## [Required work]
Can you rescale the stretch from the row containing "Check that every instance of the door" through the end of the rows? Write every line of it again, requests included, and multiply each keypoint coordinate in the answers by 0.35, rounding to whole numbers with halves rounded up.

## [Dataset excerpts]
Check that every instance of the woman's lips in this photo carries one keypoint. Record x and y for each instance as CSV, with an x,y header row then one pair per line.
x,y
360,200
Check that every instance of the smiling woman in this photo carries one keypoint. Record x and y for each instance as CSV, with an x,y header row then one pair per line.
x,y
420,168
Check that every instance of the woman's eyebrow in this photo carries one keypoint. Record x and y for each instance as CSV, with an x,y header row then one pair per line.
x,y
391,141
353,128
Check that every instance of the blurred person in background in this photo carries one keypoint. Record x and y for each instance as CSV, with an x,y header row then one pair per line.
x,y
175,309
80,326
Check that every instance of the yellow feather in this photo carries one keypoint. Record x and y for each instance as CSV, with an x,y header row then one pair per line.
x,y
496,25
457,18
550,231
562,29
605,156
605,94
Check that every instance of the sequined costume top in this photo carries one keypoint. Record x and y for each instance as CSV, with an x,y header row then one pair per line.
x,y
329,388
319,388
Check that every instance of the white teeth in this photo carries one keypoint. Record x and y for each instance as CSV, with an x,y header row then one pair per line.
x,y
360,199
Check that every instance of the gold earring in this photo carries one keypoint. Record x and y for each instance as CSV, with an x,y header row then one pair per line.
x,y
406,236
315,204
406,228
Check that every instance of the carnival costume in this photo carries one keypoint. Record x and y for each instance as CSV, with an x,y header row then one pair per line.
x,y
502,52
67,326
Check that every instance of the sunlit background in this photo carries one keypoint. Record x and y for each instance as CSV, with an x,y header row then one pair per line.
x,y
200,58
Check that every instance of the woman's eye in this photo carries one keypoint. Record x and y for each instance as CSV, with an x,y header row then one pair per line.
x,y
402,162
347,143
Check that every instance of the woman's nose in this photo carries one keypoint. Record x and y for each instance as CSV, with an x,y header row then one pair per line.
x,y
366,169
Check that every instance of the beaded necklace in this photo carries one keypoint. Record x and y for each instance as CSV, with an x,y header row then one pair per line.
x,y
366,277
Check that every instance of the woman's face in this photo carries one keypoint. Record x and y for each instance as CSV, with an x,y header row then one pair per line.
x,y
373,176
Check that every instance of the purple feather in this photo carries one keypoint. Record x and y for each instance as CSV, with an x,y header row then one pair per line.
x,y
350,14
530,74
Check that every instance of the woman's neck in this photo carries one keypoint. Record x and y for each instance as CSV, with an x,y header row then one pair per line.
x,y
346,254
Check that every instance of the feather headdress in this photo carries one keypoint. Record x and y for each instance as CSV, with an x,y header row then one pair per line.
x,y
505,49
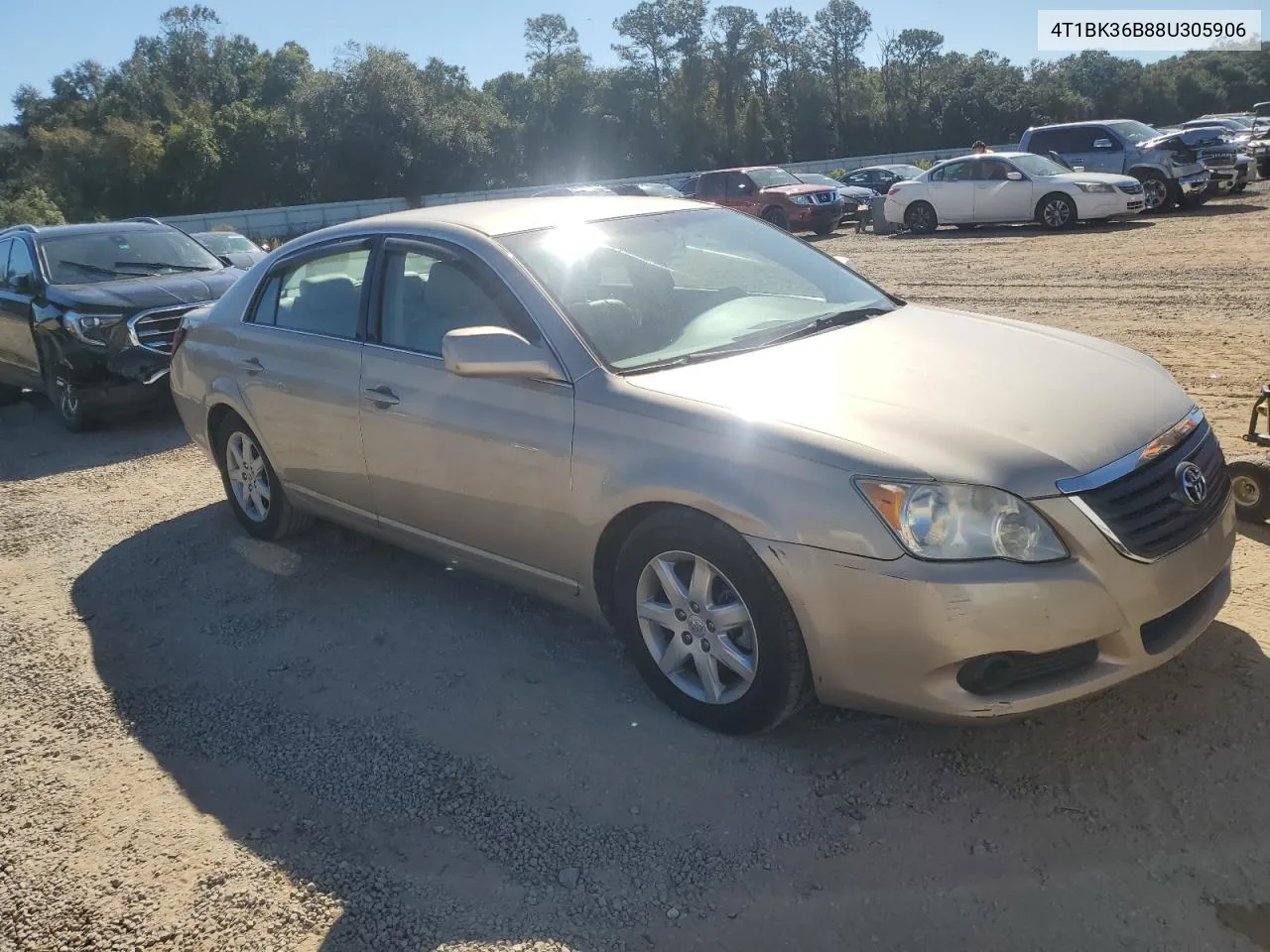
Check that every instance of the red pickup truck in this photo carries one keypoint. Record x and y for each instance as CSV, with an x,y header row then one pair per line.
x,y
774,195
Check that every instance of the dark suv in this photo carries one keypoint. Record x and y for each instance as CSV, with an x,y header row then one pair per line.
x,y
87,312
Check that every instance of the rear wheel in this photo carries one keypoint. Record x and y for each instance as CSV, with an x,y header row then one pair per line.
x,y
920,217
1250,485
710,630
253,488
1056,212
775,216
1157,191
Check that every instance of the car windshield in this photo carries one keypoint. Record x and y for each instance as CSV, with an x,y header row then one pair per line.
x,y
223,243
656,290
1134,131
108,255
767,178
1038,167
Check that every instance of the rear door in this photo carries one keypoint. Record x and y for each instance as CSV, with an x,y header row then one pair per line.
x,y
18,361
952,190
299,365
474,465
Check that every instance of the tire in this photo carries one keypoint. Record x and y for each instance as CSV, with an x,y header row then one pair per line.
x,y
1056,212
769,648
67,403
920,218
775,216
1159,193
268,515
1250,485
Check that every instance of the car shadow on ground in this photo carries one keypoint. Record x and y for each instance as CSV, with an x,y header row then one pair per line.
x,y
35,444
457,762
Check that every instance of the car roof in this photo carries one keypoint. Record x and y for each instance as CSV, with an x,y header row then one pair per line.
x,y
112,227
508,216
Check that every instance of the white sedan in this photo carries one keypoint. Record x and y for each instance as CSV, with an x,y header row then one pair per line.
x,y
1010,186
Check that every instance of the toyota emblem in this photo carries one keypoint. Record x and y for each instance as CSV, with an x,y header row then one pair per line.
x,y
1192,481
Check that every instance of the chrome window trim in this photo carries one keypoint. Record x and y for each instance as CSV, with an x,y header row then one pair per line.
x,y
1127,463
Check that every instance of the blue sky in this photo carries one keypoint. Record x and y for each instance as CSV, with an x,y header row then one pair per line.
x,y
483,36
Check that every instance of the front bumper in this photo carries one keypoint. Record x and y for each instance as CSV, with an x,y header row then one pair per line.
x,y
892,636
1196,182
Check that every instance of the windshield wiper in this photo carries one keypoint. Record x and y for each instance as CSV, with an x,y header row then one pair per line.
x,y
93,268
835,318
164,264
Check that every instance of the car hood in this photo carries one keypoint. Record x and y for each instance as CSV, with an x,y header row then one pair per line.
x,y
1103,177
804,189
144,293
948,395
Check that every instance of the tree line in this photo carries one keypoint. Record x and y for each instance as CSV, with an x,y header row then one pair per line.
x,y
197,121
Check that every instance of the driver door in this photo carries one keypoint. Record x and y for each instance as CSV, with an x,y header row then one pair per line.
x,y
998,198
952,190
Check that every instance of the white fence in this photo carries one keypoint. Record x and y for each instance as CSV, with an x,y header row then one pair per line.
x,y
294,220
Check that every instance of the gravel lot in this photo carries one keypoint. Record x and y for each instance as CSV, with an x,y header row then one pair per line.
x,y
211,743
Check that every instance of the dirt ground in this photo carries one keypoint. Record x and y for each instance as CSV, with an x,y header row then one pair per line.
x,y
209,743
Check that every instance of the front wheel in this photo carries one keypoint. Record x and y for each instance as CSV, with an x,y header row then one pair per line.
x,y
253,488
67,400
710,630
1157,191
920,217
1250,485
1057,212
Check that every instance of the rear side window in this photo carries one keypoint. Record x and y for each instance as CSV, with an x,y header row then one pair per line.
x,y
321,296
710,185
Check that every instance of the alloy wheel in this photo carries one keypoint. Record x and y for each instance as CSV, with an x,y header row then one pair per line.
x,y
1056,213
1246,492
697,627
249,480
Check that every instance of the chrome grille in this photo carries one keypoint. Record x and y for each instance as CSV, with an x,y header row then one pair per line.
x,y
155,329
1143,512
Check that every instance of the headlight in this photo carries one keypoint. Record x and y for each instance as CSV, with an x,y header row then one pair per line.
x,y
90,327
953,522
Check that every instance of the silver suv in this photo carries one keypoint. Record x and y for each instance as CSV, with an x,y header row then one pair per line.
x,y
1171,172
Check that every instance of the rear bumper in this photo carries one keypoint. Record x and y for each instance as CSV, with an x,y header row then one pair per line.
x,y
894,636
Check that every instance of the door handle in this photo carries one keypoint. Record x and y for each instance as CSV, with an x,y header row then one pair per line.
x,y
381,397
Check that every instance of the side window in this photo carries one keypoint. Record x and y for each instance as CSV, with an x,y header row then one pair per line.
x,y
19,262
710,185
953,172
739,185
427,296
1105,141
320,296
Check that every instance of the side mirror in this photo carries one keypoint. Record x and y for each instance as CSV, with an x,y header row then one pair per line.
x,y
495,352
24,285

## [Exercise output]
Check that every instance of the door handle in this photo carries one keypoint. Record x and y for each instance as CSV, with an x,y header row then one pair per line.
x,y
133,139
Check that every instance of the side window in this photo carries one keypoint. Record x and y for each instance as CSV, with an x,y header row then one pair per line.
x,y
7,92
249,65
334,60
259,65
149,104
387,49
112,104
Check that every instance of the side mirror in this photo carries one keypoint. Record x and y for each instance as CSV, with an x,y header row then one pair per line.
x,y
173,123
8,100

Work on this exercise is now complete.